(MATERIAL FOR THIS TASK begins)
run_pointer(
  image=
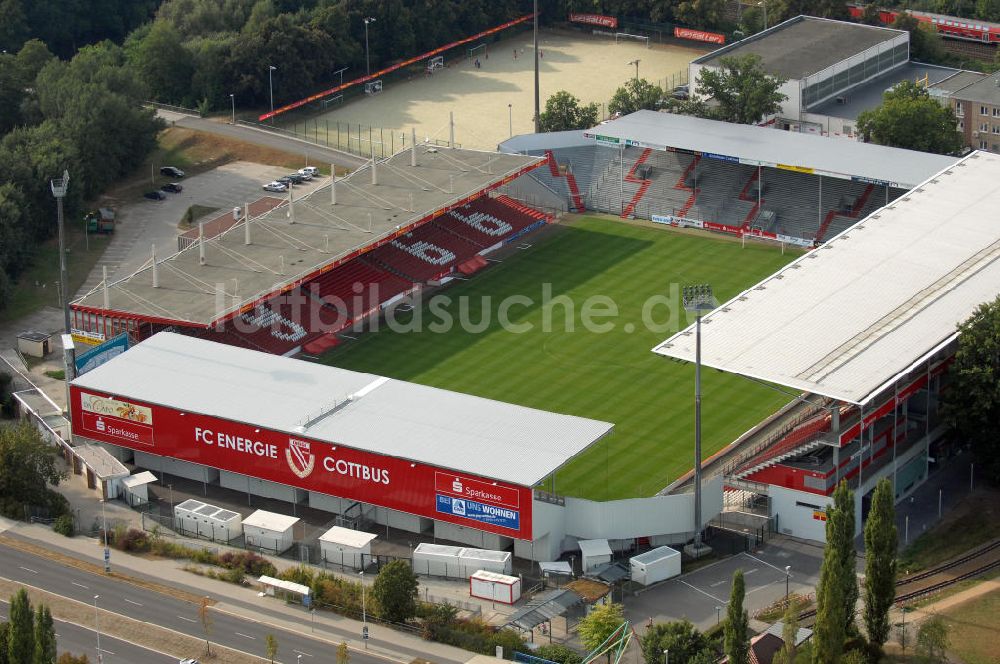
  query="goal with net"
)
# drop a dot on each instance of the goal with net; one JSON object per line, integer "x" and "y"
{"x": 623, "y": 36}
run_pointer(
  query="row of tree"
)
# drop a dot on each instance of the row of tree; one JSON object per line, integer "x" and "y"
{"x": 81, "y": 115}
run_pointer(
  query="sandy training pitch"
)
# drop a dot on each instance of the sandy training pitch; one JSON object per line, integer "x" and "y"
{"x": 501, "y": 90}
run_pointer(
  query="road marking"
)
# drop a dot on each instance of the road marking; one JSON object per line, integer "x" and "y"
{"x": 700, "y": 590}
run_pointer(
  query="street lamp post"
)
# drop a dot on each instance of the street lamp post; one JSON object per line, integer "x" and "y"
{"x": 364, "y": 611}
{"x": 97, "y": 628}
{"x": 698, "y": 299}
{"x": 59, "y": 187}
{"x": 636, "y": 63}
{"x": 368, "y": 66}
{"x": 270, "y": 87}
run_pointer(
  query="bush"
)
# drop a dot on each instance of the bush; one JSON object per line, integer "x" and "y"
{"x": 64, "y": 526}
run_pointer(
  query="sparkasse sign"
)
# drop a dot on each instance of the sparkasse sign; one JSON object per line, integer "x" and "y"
{"x": 298, "y": 461}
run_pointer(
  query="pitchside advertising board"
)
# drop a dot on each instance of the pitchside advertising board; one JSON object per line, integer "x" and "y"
{"x": 415, "y": 488}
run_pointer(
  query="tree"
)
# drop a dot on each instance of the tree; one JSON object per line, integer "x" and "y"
{"x": 343, "y": 654}
{"x": 395, "y": 589}
{"x": 681, "y": 638}
{"x": 45, "y": 637}
{"x": 881, "y": 540}
{"x": 925, "y": 46}
{"x": 557, "y": 652}
{"x": 837, "y": 578}
{"x": 744, "y": 92}
{"x": 737, "y": 631}
{"x": 843, "y": 499}
{"x": 910, "y": 118}
{"x": 205, "y": 616}
{"x": 932, "y": 639}
{"x": 271, "y": 647}
{"x": 20, "y": 635}
{"x": 599, "y": 624}
{"x": 789, "y": 634}
{"x": 972, "y": 401}
{"x": 708, "y": 14}
{"x": 637, "y": 94}
{"x": 563, "y": 112}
(MATERIAL FOR THIS TASK ends)
## WHAT YOU WILL DO
Reproduce the entries above exactly. Do not include the images.

## RESULT FOR THIS TASK
run_pointer(
  image=
  query="goal with net"
)
# drop a dot on each instance of the goal with net; one JSON object per line, integer "x" and "y"
{"x": 623, "y": 36}
run_pointer(
  query="row of tree"
)
# drop a dot on each instance of the row of tree; one JSON object per line, integer "x" and "y"
{"x": 81, "y": 115}
run_pointer(
  query="sandy training pitch"
)
# drop a dot on each instance of the sandy training pitch; one JSON object per line, integer "x" and "y"
{"x": 501, "y": 90}
run_pointer(
  query="road marking"
)
# drop a dot on each instance of the road marking; one JSON object per line, integer "x" and "y"
{"x": 700, "y": 590}
run_pointer(
  query="street lamp post"
)
# drop a dot on each instance of the street lamp post; one JSON object per line, integer "x" and "y"
{"x": 364, "y": 611}
{"x": 97, "y": 628}
{"x": 698, "y": 299}
{"x": 59, "y": 187}
{"x": 636, "y": 63}
{"x": 368, "y": 66}
{"x": 270, "y": 87}
run_pointer(
  query="bush"
)
# drop a dot on each instance of the bush; one JSON object per line, integer "x" and "y"
{"x": 64, "y": 526}
run_pointer(
  query="sparkasse sign"
)
# drop a dot on each instance of the sparkasse sign; one JSON object per line, integer "x" and "y"
{"x": 298, "y": 461}
run_pointer(
  query="pitchside advertising board"
)
# drop a dot on each instance of the pitchside advertising board; one JSON object per line, integer "x" and "y"
{"x": 415, "y": 488}
run_pointer(
  query="tree"
)
# drop a dot on each instance of the tree; one JSON object per line, integer "x" and "y"
{"x": 343, "y": 654}
{"x": 395, "y": 589}
{"x": 681, "y": 638}
{"x": 45, "y": 637}
{"x": 881, "y": 540}
{"x": 925, "y": 46}
{"x": 557, "y": 652}
{"x": 837, "y": 578}
{"x": 744, "y": 92}
{"x": 737, "y": 631}
{"x": 843, "y": 499}
{"x": 910, "y": 118}
{"x": 205, "y": 616}
{"x": 932, "y": 639}
{"x": 271, "y": 647}
{"x": 20, "y": 635}
{"x": 599, "y": 624}
{"x": 789, "y": 634}
{"x": 972, "y": 401}
{"x": 708, "y": 14}
{"x": 637, "y": 94}
{"x": 563, "y": 112}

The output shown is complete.